(Texto extraído)
########

En 1942, fue destinado al cuartel general regional de la SD en Minsk, la capital de la Bielorrusia soviética. La unidad se dedicaba a frustrar las actividades del enemigo, desde las reuniones clandestinas del Komsomol, el ala juvenil del Partido Comunista, hasta las de las redes secretas de los partisanos. Los procedimientos judiciales adecuados eran raros en esa época: Los sospechosos eran interrogados en los sótanos de las prisiones de Minsk y luego desaparecían. Como el jefe de las SS, Heinrich Himmler, había dejado claro que “en principio, todo judío es un pastisano”, la unidad también se ocupaba de los judíos.
Las olas de asesinatos en las regiones orientales de la Europa ocupada eran crudas y feroces. El campo de exterminio local en el área de Minsk, Maly Trostinets, abarcaba varias zonas forestales, cada una de las cuales contenía una serie de fosas, de unos 50 metros de largo, cinco metros de ancho y dos metros de profundidad, que permitían disparar a unos pocos cientos de personas en cada ronda. A los tiradores se les dijo que apuntaran al cuello. Wilke a veces disparaba y a veces hacía guardia. Eventualmente fue puesto a cargo de los disparos y cuando era necesario, terminaba de gasear a las víctimas que habían sobrevivido a esa experiencia.
Entre las ejecuciones, leía poemas del poeta romántico alemán Friedrich Hölderlin, que había traído de su casa. También llevaba un diario personal, que guardaba en un armario y fue encontrado más tarde por el Ejército Rojo.
“Lunes, 8 de febrero de 1943… 05.00 Comenzando en el gueto, un muy buen comienzo, 1.300 judíos eliminados… Después el comandante del sector Karl decide quemar (unos 300-400 judíos salen de sus búnkeres) … 9 de marzo de 1943. El sol brilla. Por la noche volví a tener ese terrible picor en la piel”.
Es imposible determinar exactamente en qué asesinatos participó Wilke, pero los documentos y su diario confirman su presencia en ciertas ocasiones. Se puede probar, por ejemplo, que fue el comandante de las ejecuciones del primer día de una de las últimas Aktions en el gueto de Minsk (unas 2.000 víctimas) y de la liquidación del gueto de Slutsk (1.600 víctimas). Según este riguroso cálculo, que aparentemente solo refleja algunas de las masacres que se produjeron, el tribunal de Coblenza atribuyó la muerte de 6.600 víctimas a Wilke.

########

(Datos mostrados)

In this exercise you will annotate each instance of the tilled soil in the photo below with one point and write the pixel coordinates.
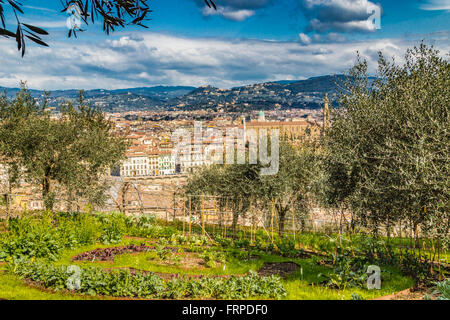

########

(Tareas propuestas)
• A. Resume el texto extraído en dos oraciones.
• B. Reproduce la parte del texto extraído que empieza con las palabras "Entre las ejecuciones, leía" y termina con "el Ejército Rojo.", sustituyendo "un armario" por "un cajón".

(Resultados esperados)
• A. En 1942, Wilke fue destinado al cuartel general regional de la SD en Minsk, una unidad que se dedicaba a frustrar las actividades del enemigo y que también se ocupaba de los judíos. Participó en los fusilamientos de Maly Trostinets hasta quedar a cargo de los disparos, y el tribunal de Coblenza le atribuyó la muerte de 6.600 víctimas.

• B.
Entre las ejecuciones, leía poemas del poeta romántico alemán Friedrich Hölderlin, que había traído de su casa. También llevaba un diario personal, que guardaba en un cajón y fue encontrado más tarde por el Ejército Rojo.